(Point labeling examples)
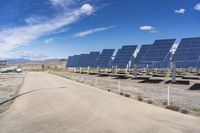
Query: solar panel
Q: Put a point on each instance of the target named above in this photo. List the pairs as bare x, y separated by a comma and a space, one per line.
124, 55
136, 61
73, 61
69, 61
159, 53
92, 59
188, 53
105, 58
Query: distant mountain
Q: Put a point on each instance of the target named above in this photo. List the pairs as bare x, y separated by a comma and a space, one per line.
14, 61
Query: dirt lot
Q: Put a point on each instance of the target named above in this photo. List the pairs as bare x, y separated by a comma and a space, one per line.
9, 87
154, 90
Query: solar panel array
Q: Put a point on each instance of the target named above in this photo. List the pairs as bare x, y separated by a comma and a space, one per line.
137, 61
188, 53
105, 58
73, 61
91, 62
124, 55
159, 53
157, 56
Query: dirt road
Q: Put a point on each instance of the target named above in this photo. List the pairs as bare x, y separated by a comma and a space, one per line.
58, 105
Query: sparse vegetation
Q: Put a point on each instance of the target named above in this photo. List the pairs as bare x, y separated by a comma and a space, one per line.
140, 97
185, 111
196, 110
150, 102
173, 107
127, 95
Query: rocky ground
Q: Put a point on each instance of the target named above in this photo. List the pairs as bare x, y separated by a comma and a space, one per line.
9, 87
154, 92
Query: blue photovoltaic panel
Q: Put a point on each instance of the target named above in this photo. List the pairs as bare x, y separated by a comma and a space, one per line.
73, 61
124, 55
82, 62
137, 61
105, 58
69, 61
92, 59
188, 53
159, 53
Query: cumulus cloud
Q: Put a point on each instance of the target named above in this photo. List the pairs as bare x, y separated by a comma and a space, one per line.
87, 9
62, 2
197, 7
149, 28
180, 11
14, 37
92, 31
48, 40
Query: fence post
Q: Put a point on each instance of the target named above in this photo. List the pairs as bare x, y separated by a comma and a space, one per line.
119, 87
96, 82
168, 98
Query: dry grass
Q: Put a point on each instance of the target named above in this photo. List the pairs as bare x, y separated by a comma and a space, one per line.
173, 107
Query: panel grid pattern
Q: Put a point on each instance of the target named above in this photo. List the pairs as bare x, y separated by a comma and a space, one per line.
105, 58
188, 53
137, 61
124, 55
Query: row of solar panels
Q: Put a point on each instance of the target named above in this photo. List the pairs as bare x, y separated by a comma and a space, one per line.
156, 55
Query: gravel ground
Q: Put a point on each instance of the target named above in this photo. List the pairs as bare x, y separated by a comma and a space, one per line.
9, 87
180, 95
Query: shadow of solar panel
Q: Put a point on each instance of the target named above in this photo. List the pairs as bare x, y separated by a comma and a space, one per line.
159, 53
124, 55
136, 61
188, 53
105, 58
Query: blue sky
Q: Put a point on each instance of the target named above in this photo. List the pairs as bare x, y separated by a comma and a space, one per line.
40, 29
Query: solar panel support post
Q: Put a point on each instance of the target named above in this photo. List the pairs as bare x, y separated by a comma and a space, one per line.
147, 69
173, 72
98, 69
88, 70
106, 70
135, 71
197, 71
115, 69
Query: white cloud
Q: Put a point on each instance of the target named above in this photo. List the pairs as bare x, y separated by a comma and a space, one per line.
91, 31
197, 7
180, 11
48, 40
147, 28
87, 9
62, 2
14, 37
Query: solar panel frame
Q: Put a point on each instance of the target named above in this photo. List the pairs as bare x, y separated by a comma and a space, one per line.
124, 55
104, 59
143, 50
92, 59
159, 54
188, 53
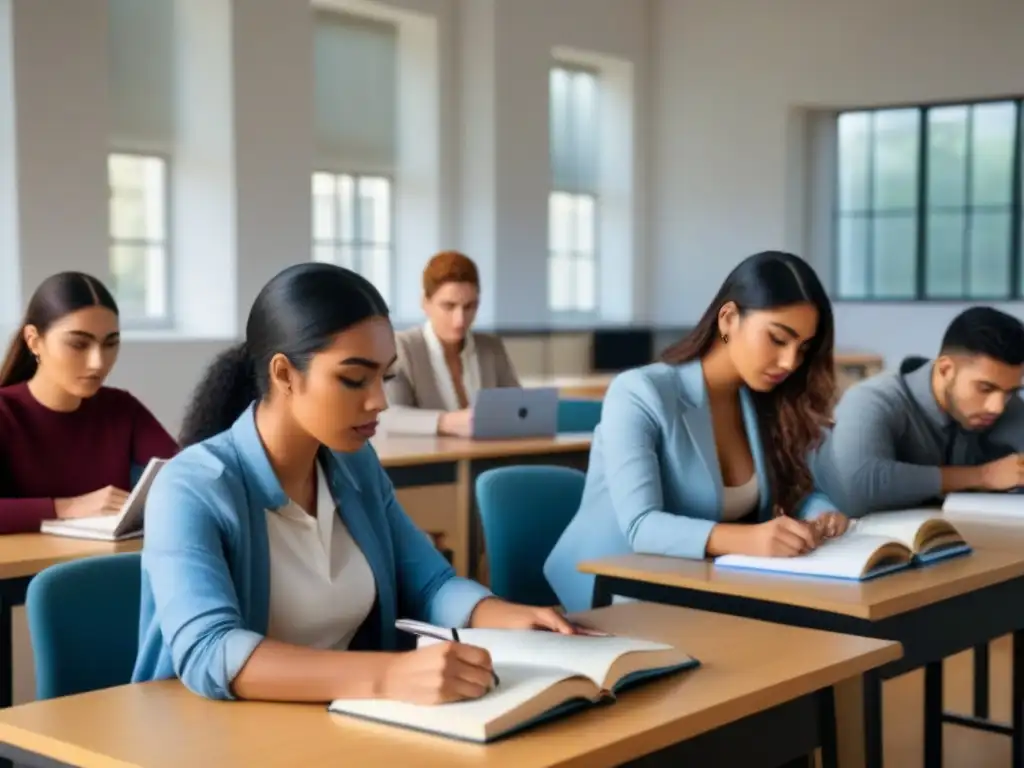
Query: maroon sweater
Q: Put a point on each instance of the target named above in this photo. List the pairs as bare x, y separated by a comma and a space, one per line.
47, 455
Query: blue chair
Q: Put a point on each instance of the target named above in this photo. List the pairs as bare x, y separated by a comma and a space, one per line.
83, 619
579, 415
523, 511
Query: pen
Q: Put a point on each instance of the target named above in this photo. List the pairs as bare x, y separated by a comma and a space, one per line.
426, 630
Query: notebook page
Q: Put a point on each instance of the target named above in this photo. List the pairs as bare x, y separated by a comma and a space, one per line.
985, 505
519, 684
899, 524
590, 656
842, 558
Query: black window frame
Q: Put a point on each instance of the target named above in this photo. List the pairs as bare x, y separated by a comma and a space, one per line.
1016, 207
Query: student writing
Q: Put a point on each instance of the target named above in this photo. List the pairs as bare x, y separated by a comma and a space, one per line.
442, 364
68, 443
714, 450
932, 427
276, 558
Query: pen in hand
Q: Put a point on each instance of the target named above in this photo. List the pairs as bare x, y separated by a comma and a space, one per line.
422, 629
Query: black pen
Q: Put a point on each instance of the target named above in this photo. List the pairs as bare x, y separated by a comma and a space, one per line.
422, 629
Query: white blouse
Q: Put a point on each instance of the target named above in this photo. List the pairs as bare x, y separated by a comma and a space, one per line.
322, 588
442, 375
739, 501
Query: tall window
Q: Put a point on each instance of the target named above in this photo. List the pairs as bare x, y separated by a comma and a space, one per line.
352, 225
929, 203
138, 225
572, 205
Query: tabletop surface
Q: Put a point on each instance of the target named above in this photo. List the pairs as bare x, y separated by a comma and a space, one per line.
745, 667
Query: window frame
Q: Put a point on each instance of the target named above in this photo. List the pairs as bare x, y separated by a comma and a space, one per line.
1015, 207
355, 244
132, 323
577, 190
577, 255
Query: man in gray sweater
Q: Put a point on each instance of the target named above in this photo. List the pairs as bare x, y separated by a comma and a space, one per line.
907, 437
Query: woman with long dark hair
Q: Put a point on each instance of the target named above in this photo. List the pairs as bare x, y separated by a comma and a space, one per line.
69, 445
276, 557
709, 452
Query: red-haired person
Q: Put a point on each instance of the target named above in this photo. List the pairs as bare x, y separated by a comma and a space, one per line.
442, 364
69, 445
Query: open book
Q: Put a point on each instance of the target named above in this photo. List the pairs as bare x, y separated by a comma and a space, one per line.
542, 675
1006, 505
126, 524
873, 545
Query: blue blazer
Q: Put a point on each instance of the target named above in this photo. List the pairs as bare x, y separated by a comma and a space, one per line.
206, 563
653, 484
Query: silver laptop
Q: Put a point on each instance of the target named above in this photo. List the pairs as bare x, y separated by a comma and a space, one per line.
513, 412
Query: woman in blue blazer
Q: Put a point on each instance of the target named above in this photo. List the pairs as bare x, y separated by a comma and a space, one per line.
276, 558
706, 453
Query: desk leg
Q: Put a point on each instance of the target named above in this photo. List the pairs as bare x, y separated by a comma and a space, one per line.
933, 715
602, 595
872, 720
981, 681
1017, 700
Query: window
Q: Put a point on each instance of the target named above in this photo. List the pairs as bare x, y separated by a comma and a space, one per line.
138, 213
352, 225
929, 203
572, 204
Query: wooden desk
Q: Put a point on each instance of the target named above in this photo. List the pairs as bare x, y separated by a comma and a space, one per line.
934, 612
761, 697
24, 555
418, 462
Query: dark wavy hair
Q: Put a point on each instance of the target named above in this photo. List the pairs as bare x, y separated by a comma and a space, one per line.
794, 416
56, 297
297, 314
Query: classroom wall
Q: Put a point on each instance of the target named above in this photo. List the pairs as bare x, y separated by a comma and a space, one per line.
734, 81
485, 159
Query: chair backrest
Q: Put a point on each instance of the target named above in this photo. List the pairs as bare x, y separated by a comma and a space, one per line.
83, 619
579, 415
523, 511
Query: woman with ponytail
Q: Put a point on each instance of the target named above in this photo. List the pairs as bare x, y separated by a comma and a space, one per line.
716, 450
276, 558
68, 444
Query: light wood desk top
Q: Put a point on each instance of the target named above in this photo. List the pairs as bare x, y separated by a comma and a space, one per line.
872, 600
747, 667
399, 451
27, 554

» **OBJECTIVE**:
Without the pictures, write out the whole listing above exactly as it appears.

» **EXERCISE SOLUTION**:
Query: solar panel
Q: Put a point on each instance of the target named above in this photo. List the pairs as bare x, y separated by a comma and a space, one per line.
124, 55
136, 61
73, 61
69, 61
159, 53
92, 59
188, 53
105, 58
Query: distant mountain
Q: Put a point on each instance of the target named above in this photo. List the pairs as bare x, y separated by a comma and a space, one per line.
14, 61
Query: dirt lot
Q: Put a point on each instance of the target named above in this photo. List the pairs as bare x, y separated by a comma and a space, one per line.
9, 87
154, 90
Query: solar panel array
Q: Put a point on each instance of the target named above in this photo. List the pairs as bare x, y separated by a comma and a space, one per line.
137, 61
188, 53
105, 58
73, 61
91, 62
124, 55
159, 53
157, 56
Query: dirt road
Q: Put a point on each instance of the target named above in this photo. List the pairs as bare x, y separated by a comma and a space, one per line.
58, 105
Query: sparse vegetation
Q: Put a point on each instance of the target named above in this photo. List the pairs as bare x, y separated by a comma and a space, one per line.
140, 97
185, 111
196, 110
150, 102
173, 107
127, 95
Query: rocky ground
Q: Put a point on each instance of the target named above in this photo. List the pairs as bare x, y separated by a comma and a space, one per line.
9, 87
154, 92
Query: blue photovoltaic panel
Q: Put a point on each instance of the target named above in this photo. List the pairs as bare x, y separated by a comma and a space, one per line.
73, 61
124, 55
82, 62
137, 61
105, 58
69, 61
92, 59
188, 53
159, 53
Query: cumulus cloud
Q: Put a point on each instance of the target named above in this photo. List the pairs as bare x, y separated by a comma and a space, one per line.
87, 9
62, 2
197, 7
149, 28
180, 11
14, 37
92, 31
48, 40
Query: fence post
Q: Put a point on each instance of the target named above in this photo. List the pairs as bare x, y separated by a comma and a space, one per line.
119, 87
96, 82
168, 98
Query: dry grass
Q: Put a point on each instance of the target named above in this photo. List the pairs as bare x, y separated by a comma and a space, one per line.
173, 107
Query: panel grid pattern
Q: Put a point on each instance of the target named above in this photo. List the pairs as bare x, y separated by a comma and a space, one per line.
105, 58
188, 53
137, 61
124, 55
Query: row of solar panels
Q: Put a point on each instance of the target named above in this photo. List the pairs as bare x, y separated by a comma and a space, one per line.
156, 55
Query: gravel ground
Q: Put a point on each instance of the target named above in this photo. List the pairs as bare x, y separated by a comma and a space, one per line.
9, 87
180, 95
Query: shadow of solar panel
Q: Put a point on each instance of the target named above in this photo. List the pairs as bare x, y separated by a comma and a space, one per line.
159, 53
124, 55
136, 61
188, 53
105, 58
Query: blue sky
Q: Put a point on each instance of the target named above in this photo. List the pairs as bare x, y separated by a comma and a space, one per line.
40, 29
Query: solar panel support post
Q: Put a point on each instance of the target named above in this photo. List the pairs as bare x, y separated by a comma and a space, one per line.
147, 69
173, 72
98, 69
88, 70
106, 70
135, 71
197, 71
115, 69
Query: white cloud
Q: Put a point on each instance of the target named above in this photo. List the pairs as bare x, y separated by a comma and a space, one per line.
91, 31
197, 7
180, 11
48, 40
147, 28
87, 9
62, 2
14, 37
Query: solar panel frame
Q: Put a point on each instance of the target named above in this photo. List the pairs as bare x, y separated by a comma and a space, one per line.
124, 55
104, 59
143, 50
92, 59
159, 54
188, 53
Query: maroon sweater
Q: Put a point on each instance of the target named above in this photo. List the pairs as bare x, y separated by a comma and a space, one per line.
47, 455
Query: blue chair
Q: Put a point on each instance of the target named above in this photo. List the pairs as bare x, y separated by a comma and a space, one per line.
83, 619
579, 415
523, 511
Query: pen
Q: Put a point on each instance of the target named above in this photo. List the pairs as bare x, y separated by a comma and a space, one per line.
426, 630
Query: notebook page
Q: Put a point on each instance of the target named above in this photo. List the pairs as bare x, y separated by a comma and a space, one per line.
985, 505
519, 684
899, 524
590, 656
842, 558
Query: black window frame
Q: Put a point on each instance of the target named above in this photo. List the pairs as bare x, y separated by a comma and a space, one per line.
1016, 207
Query: student writing
Q: Put a point on each instance of the target named above in this photo. List the pairs as bare x, y separated by a comma and a space, one per line.
442, 364
68, 443
714, 450
932, 427
276, 558
Query: pen in hand
Q: Put a point on each instance of the target named above in this photo. List the pairs as bare x, y separated by a comma and a space, one per line.
422, 629
Query: black pen
Q: Put a point on each instance of the target named above in this photo. List the pairs as bare x, y separated by a comma and a space, one per line.
422, 629
Query: white blouse
Q: Put a point on each instance of the target named above in this photo. List the pairs as bare x, y separated by a comma and a space, one per line.
322, 588
442, 375
739, 501
Query: tall window
Q: Put a point on each instance of the target named above in this photo. List the pairs as bare x, y separated by a comma and a space, one per line.
352, 225
929, 203
138, 225
572, 205
Query: tabletop surface
Q: Put a point on each instance of the target named above in this photo. List the pairs as bare x, y separated by a comma and a space, one per line.
745, 667
Query: window frame
Q: Put a point on each instance of the target named above in this photo. List the pairs as bare x, y separated by a comma and a space, one per line.
1015, 207
355, 244
132, 323
577, 190
577, 255
Query: man in gray sweater
Q: Put a point on each instance of the target named above in this photo. List the pairs as bare x, y separated by a comma and a space, one per line.
907, 437
Query: woman with long dark hair
Q: Put a point on each instance of the target named above in this photo. List the pairs as bare x, y separated by a comma and a space, one per line.
69, 445
276, 557
709, 452
Query: red-haired person
Q: Put a point on each instance of the target named above in this photo. List the pairs as bare x, y separated by a comma and a space, one per line.
442, 364
69, 445
Query: open book
Q: Put a point on each instance of the target named above in this photo. List the pairs as bare x, y separated by a comma and a space, one per line.
542, 675
1006, 505
126, 524
873, 545
Query: blue blazer
Q: Put a point on each instance of the target named above in this photo. List the pairs as bare x, y separated by a comma and a space, one per line.
206, 563
653, 484
Query: silver laptop
Q: Put a point on each instance of the target named above in this photo. List the pairs as bare x, y separated by a comma and a space, one per line.
513, 412
Query: woman in blue blazer
Q: Put a point on each instance of the target named above in this photo. List the pairs as bare x, y separated by a comma and a space, one per line.
276, 558
706, 453
Query: desk leg
Q: Put a point on each instance of the target named above in this photo. List the pairs as bare x, y separated by a comma and a space, one per line.
933, 715
602, 595
872, 720
981, 681
1017, 700
Query: window
Q: Put a point on each instance of the target named above in this photo. List the pairs as bare x, y separated by a comma and a space, one per line.
138, 213
352, 225
929, 203
572, 204
Query: wooden desk
Q: Put a point on each instance of the target named above in this photo. List the pairs as bare x, y separated by a comma and a space, one per line.
934, 612
761, 697
24, 555
418, 462
Query: dark wavy hair
Q: Put a point on each instance of the target named above in this photo. List the pairs as bare x, y separated by a comma and a space, one per line.
794, 416
56, 297
297, 314
Query: classroom wall
Q: Put a point on each instance of the target named above in this photo. List the pairs as bare x, y separated by a comma and a space, one per line.
734, 81
485, 159
Query: chair backrest
Q: Put a point on each instance of the target named above in this photo. List the pairs as bare x, y separated by a comma and a space, one per line.
83, 619
579, 415
523, 511
Query: woman with ponytail
Q: Put a point on each instance of the target named above in this photo. List the pairs as bare x, y separated by a comma and a space, one per line.
716, 450
276, 558
68, 444
Query: light wood desk top
Q: Put a point on each instance of the target named above in this photo. List the pairs as bare x, y separated by a comma and a space, one per line.
872, 600
747, 667
399, 451
27, 554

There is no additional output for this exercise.